[begin Provided data]

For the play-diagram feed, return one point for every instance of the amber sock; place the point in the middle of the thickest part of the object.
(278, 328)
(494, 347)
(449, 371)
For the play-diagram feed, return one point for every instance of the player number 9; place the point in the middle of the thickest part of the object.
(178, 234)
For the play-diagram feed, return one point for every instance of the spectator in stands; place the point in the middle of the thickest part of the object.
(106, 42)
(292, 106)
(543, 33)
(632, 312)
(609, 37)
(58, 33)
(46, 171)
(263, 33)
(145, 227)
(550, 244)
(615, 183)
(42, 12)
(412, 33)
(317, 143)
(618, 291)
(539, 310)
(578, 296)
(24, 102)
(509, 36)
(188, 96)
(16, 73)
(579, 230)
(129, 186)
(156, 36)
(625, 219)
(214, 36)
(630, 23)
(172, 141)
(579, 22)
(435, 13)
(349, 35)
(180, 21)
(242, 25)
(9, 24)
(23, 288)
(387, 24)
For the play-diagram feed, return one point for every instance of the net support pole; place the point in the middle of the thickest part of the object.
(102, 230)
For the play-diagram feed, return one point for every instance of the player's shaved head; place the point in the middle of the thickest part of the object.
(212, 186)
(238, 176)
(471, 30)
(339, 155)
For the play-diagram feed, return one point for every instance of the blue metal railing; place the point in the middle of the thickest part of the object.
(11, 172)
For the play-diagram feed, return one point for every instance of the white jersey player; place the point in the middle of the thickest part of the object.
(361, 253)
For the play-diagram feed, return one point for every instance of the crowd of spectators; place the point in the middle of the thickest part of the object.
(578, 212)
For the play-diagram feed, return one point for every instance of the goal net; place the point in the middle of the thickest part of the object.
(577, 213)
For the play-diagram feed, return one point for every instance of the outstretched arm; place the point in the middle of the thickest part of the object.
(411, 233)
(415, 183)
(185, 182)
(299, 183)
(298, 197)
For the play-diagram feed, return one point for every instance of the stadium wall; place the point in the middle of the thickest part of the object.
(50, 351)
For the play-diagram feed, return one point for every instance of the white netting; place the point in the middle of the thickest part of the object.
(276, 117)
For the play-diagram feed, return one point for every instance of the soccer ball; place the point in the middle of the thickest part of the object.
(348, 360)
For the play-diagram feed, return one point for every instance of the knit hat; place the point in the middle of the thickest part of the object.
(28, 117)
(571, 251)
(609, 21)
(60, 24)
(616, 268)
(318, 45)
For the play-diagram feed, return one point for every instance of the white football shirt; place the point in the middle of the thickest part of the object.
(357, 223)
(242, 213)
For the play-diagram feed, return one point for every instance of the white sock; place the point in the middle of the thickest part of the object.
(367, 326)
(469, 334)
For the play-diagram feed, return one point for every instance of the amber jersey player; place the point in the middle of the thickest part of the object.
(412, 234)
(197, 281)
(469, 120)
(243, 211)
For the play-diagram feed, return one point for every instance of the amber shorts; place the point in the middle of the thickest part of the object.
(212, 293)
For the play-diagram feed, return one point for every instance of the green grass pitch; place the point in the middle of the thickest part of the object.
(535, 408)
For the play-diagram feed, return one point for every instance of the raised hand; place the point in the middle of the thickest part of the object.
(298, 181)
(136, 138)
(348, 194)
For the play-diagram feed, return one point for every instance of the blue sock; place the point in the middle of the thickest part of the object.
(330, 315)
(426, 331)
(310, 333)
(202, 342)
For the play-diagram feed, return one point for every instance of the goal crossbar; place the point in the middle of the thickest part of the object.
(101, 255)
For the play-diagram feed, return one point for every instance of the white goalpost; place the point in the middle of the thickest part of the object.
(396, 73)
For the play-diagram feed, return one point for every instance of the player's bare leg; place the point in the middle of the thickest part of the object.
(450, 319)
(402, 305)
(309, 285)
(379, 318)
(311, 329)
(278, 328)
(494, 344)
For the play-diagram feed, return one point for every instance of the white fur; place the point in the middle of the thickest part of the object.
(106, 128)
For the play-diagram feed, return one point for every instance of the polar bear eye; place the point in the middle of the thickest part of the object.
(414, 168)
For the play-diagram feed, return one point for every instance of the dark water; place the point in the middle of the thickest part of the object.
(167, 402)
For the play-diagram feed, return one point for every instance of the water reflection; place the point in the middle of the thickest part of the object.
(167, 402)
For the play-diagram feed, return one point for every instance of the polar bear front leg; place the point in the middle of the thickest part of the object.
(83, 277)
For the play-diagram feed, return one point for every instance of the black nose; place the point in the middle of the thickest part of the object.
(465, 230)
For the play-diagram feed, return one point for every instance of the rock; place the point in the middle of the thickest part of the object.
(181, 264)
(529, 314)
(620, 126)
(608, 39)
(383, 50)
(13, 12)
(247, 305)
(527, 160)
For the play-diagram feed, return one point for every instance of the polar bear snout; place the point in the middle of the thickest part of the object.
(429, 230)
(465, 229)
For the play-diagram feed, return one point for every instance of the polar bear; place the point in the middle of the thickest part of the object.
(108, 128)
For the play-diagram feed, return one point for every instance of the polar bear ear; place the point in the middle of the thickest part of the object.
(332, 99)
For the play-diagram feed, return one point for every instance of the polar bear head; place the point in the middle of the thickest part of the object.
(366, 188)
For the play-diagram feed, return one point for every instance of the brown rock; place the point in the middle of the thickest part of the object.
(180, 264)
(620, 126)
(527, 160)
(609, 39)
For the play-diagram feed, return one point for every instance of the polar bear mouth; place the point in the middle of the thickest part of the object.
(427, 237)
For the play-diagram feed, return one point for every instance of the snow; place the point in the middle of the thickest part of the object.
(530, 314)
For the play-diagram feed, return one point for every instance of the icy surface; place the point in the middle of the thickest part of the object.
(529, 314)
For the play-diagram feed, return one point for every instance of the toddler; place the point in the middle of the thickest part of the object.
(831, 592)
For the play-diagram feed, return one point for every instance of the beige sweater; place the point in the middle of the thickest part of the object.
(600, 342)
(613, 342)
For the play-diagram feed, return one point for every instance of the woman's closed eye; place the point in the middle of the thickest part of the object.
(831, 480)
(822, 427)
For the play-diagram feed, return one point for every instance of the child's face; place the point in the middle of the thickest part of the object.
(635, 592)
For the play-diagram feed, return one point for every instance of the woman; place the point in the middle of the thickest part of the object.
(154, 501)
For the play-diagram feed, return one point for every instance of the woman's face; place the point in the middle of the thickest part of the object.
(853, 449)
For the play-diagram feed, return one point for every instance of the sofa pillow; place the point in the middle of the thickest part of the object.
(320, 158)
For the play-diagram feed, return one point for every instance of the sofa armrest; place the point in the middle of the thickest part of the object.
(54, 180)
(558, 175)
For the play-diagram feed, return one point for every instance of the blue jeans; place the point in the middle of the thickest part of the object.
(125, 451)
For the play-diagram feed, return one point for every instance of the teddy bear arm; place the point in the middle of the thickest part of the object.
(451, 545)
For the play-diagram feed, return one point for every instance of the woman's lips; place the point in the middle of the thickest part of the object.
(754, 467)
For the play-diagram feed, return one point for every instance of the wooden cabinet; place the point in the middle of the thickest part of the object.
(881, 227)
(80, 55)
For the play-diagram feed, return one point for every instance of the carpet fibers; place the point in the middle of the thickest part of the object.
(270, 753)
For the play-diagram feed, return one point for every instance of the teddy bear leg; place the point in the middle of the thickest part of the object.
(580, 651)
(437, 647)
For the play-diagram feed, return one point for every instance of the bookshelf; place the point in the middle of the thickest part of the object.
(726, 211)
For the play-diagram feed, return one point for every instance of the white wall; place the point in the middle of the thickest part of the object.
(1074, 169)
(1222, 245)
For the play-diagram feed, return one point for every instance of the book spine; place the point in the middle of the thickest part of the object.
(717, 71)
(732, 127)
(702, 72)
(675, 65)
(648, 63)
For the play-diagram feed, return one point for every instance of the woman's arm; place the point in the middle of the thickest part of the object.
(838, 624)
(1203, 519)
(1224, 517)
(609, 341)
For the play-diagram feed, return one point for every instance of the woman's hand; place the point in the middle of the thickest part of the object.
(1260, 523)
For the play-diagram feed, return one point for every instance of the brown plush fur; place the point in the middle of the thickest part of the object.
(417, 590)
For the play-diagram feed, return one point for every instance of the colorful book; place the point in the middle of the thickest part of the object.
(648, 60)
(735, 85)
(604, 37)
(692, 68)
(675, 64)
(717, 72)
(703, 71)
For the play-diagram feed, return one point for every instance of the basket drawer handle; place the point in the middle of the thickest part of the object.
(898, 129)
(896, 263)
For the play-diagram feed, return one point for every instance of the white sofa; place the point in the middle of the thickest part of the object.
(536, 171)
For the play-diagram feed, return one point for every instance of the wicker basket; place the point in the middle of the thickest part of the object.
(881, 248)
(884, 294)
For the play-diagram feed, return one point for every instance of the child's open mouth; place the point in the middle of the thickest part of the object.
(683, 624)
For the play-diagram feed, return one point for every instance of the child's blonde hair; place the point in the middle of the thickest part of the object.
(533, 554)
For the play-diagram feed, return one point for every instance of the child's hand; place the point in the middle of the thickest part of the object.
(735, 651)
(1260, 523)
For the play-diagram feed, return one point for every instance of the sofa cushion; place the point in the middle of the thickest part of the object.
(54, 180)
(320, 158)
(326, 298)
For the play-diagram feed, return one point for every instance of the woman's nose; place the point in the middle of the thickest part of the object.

[end Provided data]

> Task requirements
Recast the lines as a JSON list of strings, one string per line and blank lines omitted, starting with the line that contains "the child's hand;" and continuing through the end of the records.

> Solution
[
  "For the play-diagram feed, return one point for every instance of the child's hand; place the point in the middle of the thickest part of the object.",
  "(735, 651)",
  "(1260, 523)",
  "For the play-diagram feed, return one point for every instance of the sofa cushion; place the point in the middle of the thickest part of the object.",
  "(54, 180)",
  "(320, 158)",
  "(326, 298)",
  "For the play-diagram feed, return one point for every instance of the woman's nose; place the point in the middle of the thickest part of the object."
]